* begin Extracted text *

US imported grinding beef continues steady rise

Beef Central, 28/04/2016

IMPORTED manufacturing beef prices in the US continued to improve in the last few days, but overall volume traded remains light.

Patties beef - CopyThis week the imported 90CL cow beef indicator moved another 2.5US¢ higher, to 199US¢/lb CIF (up A11.1¢, to 570.6¢/kg).

It represents a steady A40c rise since the low point a month ago, but still sits well short of the market in 2015 when 90CL lean beef traded for long periods between A630-700c/kg.

Of greater concern are forecasts that US-produced domestic beef is likely to get cheaper in the back half of this year, with more slaughter-ready cattle coming out of feedlots in the next three months.

In fact imported beef from suppliers like Australia could trade at a premium to domestic US beef in the second half of 2016, Steiner Consulting suggests in its regular imported beef report this week.

Regarding this week’s imported price movements, Steiner said it appeared that some end-users had been caught-short in their positions, and had had to raise asking prices in order to cover their needs.

“However, there is also a realisation on the part of end-users that US domestic beef prices could be notably lower by summer,” Steiner said.

* end Extracted text *

◆ **Stated exercise 1**: In the beef market report, why is US-produced domestic beef forecast to get cheaper in the back half of the year? Answer in one to three sentences.
◆ **Stated exercise 2**: Render the listing from its start through the line containing "114 93 L 111", both ends included, as a numbered list. Omit blank lines and the pictures.

* begin Data to process *

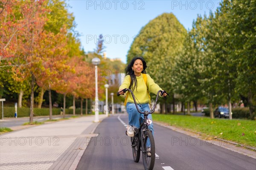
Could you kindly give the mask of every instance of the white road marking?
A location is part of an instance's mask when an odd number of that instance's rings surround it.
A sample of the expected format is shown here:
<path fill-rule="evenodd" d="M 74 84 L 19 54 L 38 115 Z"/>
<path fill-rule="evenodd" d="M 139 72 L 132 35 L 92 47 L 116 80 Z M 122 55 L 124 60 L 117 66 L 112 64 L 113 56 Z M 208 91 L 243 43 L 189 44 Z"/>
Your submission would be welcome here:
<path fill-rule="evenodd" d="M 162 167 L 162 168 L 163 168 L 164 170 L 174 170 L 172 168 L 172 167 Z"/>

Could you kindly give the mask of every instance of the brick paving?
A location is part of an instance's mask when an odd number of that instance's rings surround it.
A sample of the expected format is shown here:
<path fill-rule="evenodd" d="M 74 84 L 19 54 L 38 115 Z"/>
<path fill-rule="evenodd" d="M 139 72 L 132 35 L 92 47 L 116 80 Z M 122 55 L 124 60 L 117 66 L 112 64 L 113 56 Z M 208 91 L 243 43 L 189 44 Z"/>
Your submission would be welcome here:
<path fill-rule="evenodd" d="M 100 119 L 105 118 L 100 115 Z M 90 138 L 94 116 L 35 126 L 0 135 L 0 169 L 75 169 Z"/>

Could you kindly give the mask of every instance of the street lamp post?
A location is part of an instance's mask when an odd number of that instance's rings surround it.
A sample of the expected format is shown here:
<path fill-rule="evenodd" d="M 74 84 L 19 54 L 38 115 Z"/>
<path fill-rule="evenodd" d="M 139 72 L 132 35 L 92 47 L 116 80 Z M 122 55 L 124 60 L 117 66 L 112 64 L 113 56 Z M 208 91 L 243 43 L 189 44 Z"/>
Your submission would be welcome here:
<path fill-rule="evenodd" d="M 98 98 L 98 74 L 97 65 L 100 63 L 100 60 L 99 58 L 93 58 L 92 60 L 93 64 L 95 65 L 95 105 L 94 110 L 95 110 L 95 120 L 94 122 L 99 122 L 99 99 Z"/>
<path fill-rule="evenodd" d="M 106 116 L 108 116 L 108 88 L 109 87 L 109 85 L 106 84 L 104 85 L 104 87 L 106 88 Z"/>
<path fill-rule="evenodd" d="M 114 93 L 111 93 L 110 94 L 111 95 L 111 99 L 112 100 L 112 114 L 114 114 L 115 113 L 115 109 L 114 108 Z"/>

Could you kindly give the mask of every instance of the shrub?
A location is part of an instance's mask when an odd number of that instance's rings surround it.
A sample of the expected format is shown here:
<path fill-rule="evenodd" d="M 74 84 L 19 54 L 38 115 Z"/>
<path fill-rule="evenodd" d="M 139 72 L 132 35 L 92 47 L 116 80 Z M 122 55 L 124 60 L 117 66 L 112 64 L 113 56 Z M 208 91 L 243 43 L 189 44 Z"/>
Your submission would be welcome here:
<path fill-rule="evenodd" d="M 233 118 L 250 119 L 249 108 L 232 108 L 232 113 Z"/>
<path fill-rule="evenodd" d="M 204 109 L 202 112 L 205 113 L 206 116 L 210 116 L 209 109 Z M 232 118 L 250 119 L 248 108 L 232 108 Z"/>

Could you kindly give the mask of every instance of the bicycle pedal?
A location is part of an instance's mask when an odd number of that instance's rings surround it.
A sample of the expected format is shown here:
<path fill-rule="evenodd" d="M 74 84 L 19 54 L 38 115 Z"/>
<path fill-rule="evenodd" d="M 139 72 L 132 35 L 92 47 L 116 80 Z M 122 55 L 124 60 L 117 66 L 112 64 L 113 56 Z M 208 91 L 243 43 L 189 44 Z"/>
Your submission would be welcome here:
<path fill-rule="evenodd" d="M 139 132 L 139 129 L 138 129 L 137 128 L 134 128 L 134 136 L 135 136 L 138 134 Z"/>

* end Data to process *

◆ **Expected answer 1**: US-produced domestic beef is forecast to get cheaper because more slaughter-ready cattle are expected to come out of feedlots in the next three months.

◆ **Expected answer 2**:
1. Could you kindly give the mask of every instance of the white road marking?
2. A location is part of an instance's mask when an odd number of that instance's rings surround it.
3. A sample of the expected format is shown here:
4. <path fill-rule="evenodd" d="M 74 84 L 19 54 L 38 115 Z"/>
5. <path fill-rule="evenodd" d="M 139 72 L 132 35 L 92 47 L 116 80 Z M 122 55 L 124 60 L 117 66 L 112 64 L 113 56 Z M 208 91 L 243 43 L 189 44 Z"/>
6. Your submission would be welcome here:
7. <path fill-rule="evenodd" d="M 162 167 L 162 168 L 163 168 L 164 170 L 174 170 L 172 168 L 172 167 Z"/>
8. Could you kindly give the mask of every instance of the brick paving?
9. A location is part of an instance's mask when an odd number of that instance's rings surround it.
10. A sample of the expected format is shown here:
11. <path fill-rule="evenodd" d="M 74 84 L 19 54 L 38 115 Z"/>
12. <path fill-rule="evenodd" d="M 139 72 L 132 35 L 92 47 L 116 80 Z M 122 55 L 124 60 L 117 66 L 112 64 L 113 56 Z M 208 91 L 243 43 L 189 44 Z"/>
13. Your submission would be welcome here:
14. <path fill-rule="evenodd" d="M 100 119 L 105 118 L 100 115 Z M 90 138 L 94 116 L 35 126 L 0 135 L 0 169 L 75 169 Z"/>
15. Could you kindly give the mask of every instance of the street lamp post?
16. A location is part of an instance's mask when an odd number of that instance's rings surround it.
17. A sample of the expected format is shown here:
18. <path fill-rule="evenodd" d="M 74 84 L 19 54 L 38 115 Z"/>
19. <path fill-rule="evenodd" d="M 139 72 L 132 35 L 92 47 L 116 80 Z M 122 55 L 124 60 L 117 66 L 112 64 L 113 56 Z M 208 91 L 243 43 L 189 44 Z"/>
20. Your submission would be welcome here:
21. <path fill-rule="evenodd" d="M 98 98 L 98 74 L 97 65 L 100 63 L 100 60 L 99 58 L 93 58 L 92 60 L 93 64 L 95 65 L 95 105 L 94 110 L 95 110 L 95 120 L 94 122 L 99 122 L 99 99 Z"/>
22. <path fill-rule="evenodd" d="M 106 116 L 108 116 L 108 88 L 109 87 L 109 85 L 106 84 L 104 85 L 104 87 L 106 88 Z"/>
23. <path fill-rule="evenodd" d="M 114 93 L 111 93 L 110 94 L 111 95 L 111 99 L 112 100 L 112 114 L 114 114 L 115 113 L 115 109 L 114 108 Z"/>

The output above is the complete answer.